Sounds like the problem here is using the wrong tool for the job. Signatures are designed to prove who sent the message. If you want to hide who sent the message, you need something else. In your example, you would take an extra step of encrypting the message with your girlfriend’s public key so only she can decrypt it and then verify it came from you.
Okay, but suppose the signature wasn't reversible, you can still just run the signature against your public key to check. The nature of a signature is that it can be easily identified as originating from you.
Strictly speaking, as normally used, the nature of a signature is that given a message, a public key and a signature, you can determine whether that public key produced that signature for that message. The public key is an input.
For some algorithms, as Sophie described, the public key is a redundant input.
But it is reasonable to use the more strict definition and ask when the public key is redundant.
For many current applications, the input is really a message, a signature and the identity of the sender. You are expected to look up the public key with the identity in a global table and follow a chain of signatures back to one of a few trusted roots. In such applications, the public key is obviously apparent in the message itself, but there are many applications where you would like some measure of anonymity. In those cases, all you get is a proof that SOME valid key signed the message in question, but you can't know WHICH key.
Yes, but the public key does not actually, contrary to its name, have to be known to the entire world.

|---|

- [COMPLETE THE FOLLOWING]
- 1) Translate this sentence from the forum thread on digital signatures into Spanish: "Signatures are designed to prove who sent the message."
- 2) Transcribe the part of the forum thread on digital signatures that opens with the words containing "But it is reasonable" and closes with "know WHICH key.".

|---|

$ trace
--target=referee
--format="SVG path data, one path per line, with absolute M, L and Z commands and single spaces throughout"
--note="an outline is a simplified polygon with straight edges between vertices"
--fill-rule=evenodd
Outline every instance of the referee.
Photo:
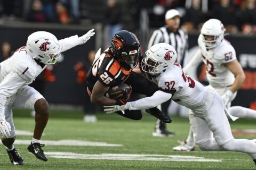
M 178 54 L 177 62 L 182 66 L 183 66 L 184 59 L 188 55 L 188 35 L 179 29 L 181 14 L 176 10 L 170 10 L 165 14 L 165 26 L 154 31 L 148 44 L 148 49 L 156 44 L 165 42 L 172 45 L 176 50 Z M 167 113 L 168 106 L 170 100 L 162 105 L 162 110 Z M 171 107 L 172 112 L 178 112 L 178 110 L 184 110 L 188 112 L 188 109 L 184 106 L 179 105 L 172 101 Z M 157 120 L 156 123 L 155 131 L 153 133 L 153 136 L 156 137 L 173 137 L 174 133 L 169 132 L 166 128 L 166 124 Z

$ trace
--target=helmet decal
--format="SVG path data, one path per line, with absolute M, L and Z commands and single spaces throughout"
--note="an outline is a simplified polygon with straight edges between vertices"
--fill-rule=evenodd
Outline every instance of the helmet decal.
M 113 40 L 113 42 L 114 42 L 114 48 L 116 50 L 119 50 L 120 48 L 123 47 L 124 45 L 123 43 L 120 41 L 119 39 L 114 38 Z
M 46 41 L 46 42 L 45 42 L 43 43 L 41 45 L 41 46 L 39 47 L 39 49 L 41 51 L 43 51 L 43 52 L 46 52 L 46 49 L 49 50 L 49 46 L 47 47 L 47 45 L 49 45 L 50 44 L 50 42 L 48 42 L 48 41 Z
M 171 60 L 172 58 L 172 56 L 174 55 L 174 53 L 172 51 L 168 51 L 166 52 L 164 56 L 164 60 L 165 61 Z

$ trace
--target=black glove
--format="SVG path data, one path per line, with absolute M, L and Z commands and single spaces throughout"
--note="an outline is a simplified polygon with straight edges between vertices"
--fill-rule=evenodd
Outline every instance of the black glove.
M 130 86 L 131 87 L 131 86 Z M 131 87 L 131 89 L 132 87 Z M 115 105 L 124 105 L 129 100 L 130 97 L 131 97 L 131 93 L 132 92 L 132 90 L 128 90 L 127 89 L 124 89 L 123 92 L 123 97 L 120 99 L 116 99 Z

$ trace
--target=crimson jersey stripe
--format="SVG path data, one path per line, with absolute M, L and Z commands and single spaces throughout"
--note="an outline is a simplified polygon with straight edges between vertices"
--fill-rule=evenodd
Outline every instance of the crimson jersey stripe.
M 28 67 L 27 67 L 27 69 L 26 69 L 25 70 L 24 70 L 24 71 L 22 72 L 22 74 L 24 74 L 26 73 L 26 72 L 28 71 Z

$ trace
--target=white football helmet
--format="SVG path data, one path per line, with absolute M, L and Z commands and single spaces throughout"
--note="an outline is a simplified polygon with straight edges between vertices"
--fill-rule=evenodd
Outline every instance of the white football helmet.
M 220 45 L 224 38 L 226 29 L 217 19 L 210 19 L 204 23 L 201 29 L 201 37 L 206 49 L 213 48 Z M 212 40 L 207 40 L 205 36 L 214 36 Z
M 173 65 L 177 58 L 174 48 L 166 43 L 154 45 L 146 52 L 142 60 L 142 69 L 151 75 L 161 74 Z
M 33 58 L 45 64 L 54 64 L 60 56 L 60 46 L 53 34 L 37 31 L 28 37 L 26 50 Z

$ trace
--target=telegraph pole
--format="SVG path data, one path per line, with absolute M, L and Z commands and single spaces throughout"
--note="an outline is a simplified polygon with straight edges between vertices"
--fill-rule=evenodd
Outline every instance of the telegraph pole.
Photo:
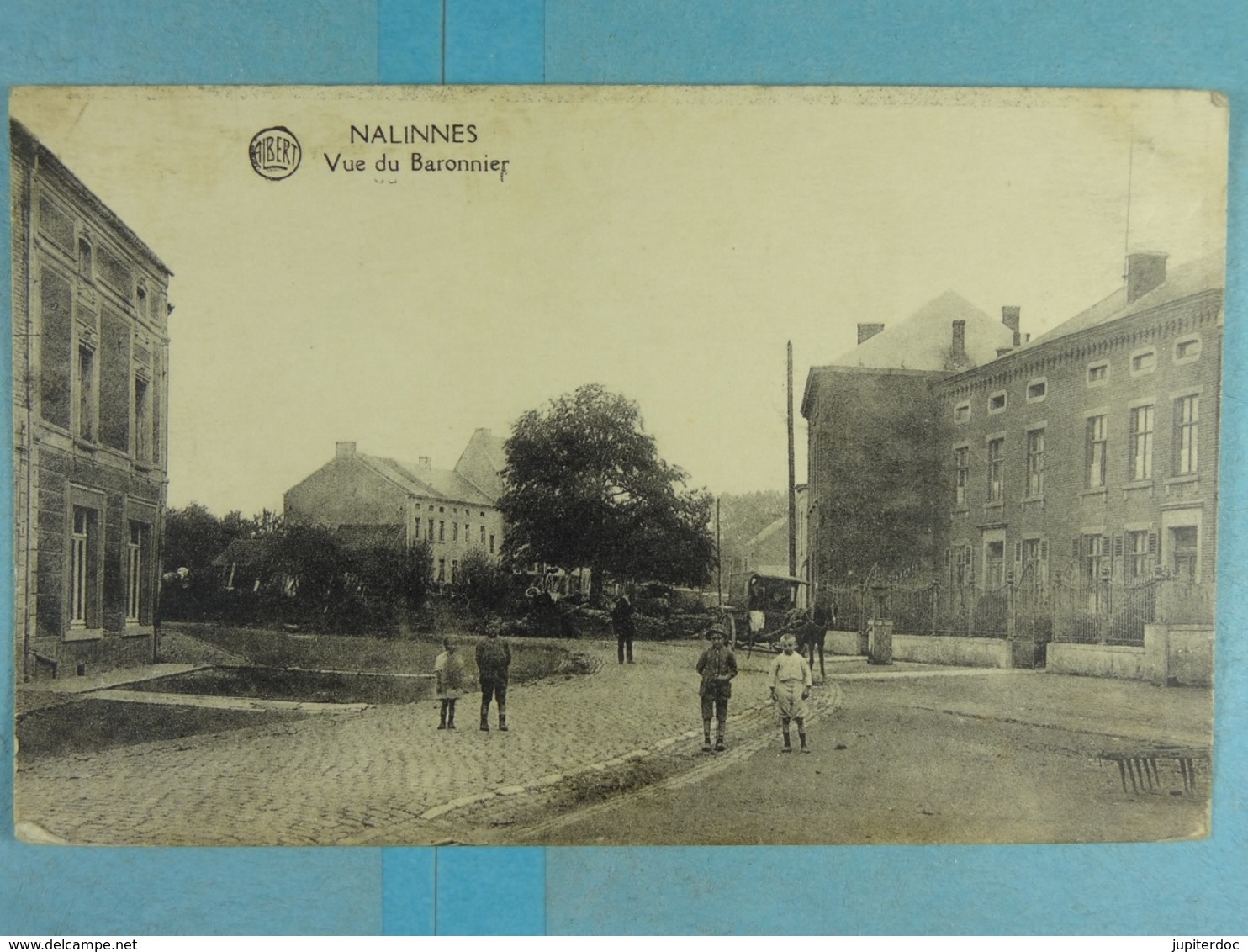
M 792 445 L 792 341 L 789 342 L 789 575 L 797 575 L 797 482 Z

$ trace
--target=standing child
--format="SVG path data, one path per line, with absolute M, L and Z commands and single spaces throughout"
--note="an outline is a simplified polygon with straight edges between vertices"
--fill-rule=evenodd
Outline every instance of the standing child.
M 454 730 L 456 701 L 464 686 L 464 665 L 449 638 L 442 639 L 442 654 L 433 663 L 433 674 L 438 679 L 438 697 L 442 700 L 438 730 Z
M 797 721 L 797 739 L 801 752 L 810 754 L 806 746 L 806 700 L 810 697 L 812 678 L 806 659 L 796 653 L 797 639 L 785 635 L 780 639 L 782 654 L 771 663 L 771 697 L 780 705 L 780 732 L 784 735 L 784 751 L 789 754 L 789 721 Z

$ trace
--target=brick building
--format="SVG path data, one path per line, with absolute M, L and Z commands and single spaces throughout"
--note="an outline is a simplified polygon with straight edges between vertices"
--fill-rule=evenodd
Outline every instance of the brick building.
M 436 469 L 428 457 L 402 463 L 338 443 L 333 459 L 286 490 L 285 519 L 348 539 L 428 543 L 434 580 L 454 581 L 469 551 L 497 556 L 502 549 L 503 442 L 478 429 L 454 469 Z
M 17 670 L 147 661 L 171 272 L 16 121 L 10 143 Z
M 854 349 L 810 368 L 805 576 L 840 584 L 932 563 L 945 495 L 932 387 L 1017 343 L 1018 308 L 996 321 L 946 292 L 895 324 L 860 323 Z
M 1122 288 L 934 387 L 952 586 L 1209 583 L 1218 498 L 1223 258 Z

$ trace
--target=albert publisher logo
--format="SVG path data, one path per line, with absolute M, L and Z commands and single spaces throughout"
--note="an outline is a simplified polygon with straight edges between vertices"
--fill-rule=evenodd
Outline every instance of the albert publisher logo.
M 251 167 L 256 170 L 256 175 L 271 182 L 280 182 L 295 175 L 303 157 L 300 140 L 286 126 L 260 130 L 252 136 L 247 153 L 251 156 Z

|---|

- [SOLUTIONS TO EACH TASK]
- 1) Las firmas están diseñadas para demostrar quién envió el mensaje.

- 2)
But it is reasonable to use the more strict definition and ask when the public key is redundant.
For many current applications, the input is really a message, a signature and the identity of the sender. You are expected to look up the public key with the identity in a global table and follow a chain of signatures back to one of a few trusted roots. In such applications, the public key is obviously apparent in the message itself, but there are many applications where you would like some measure of anonymity. In those cases, all you get is a proof that SOME valid key signed the message in question, but you can't know WHICH key.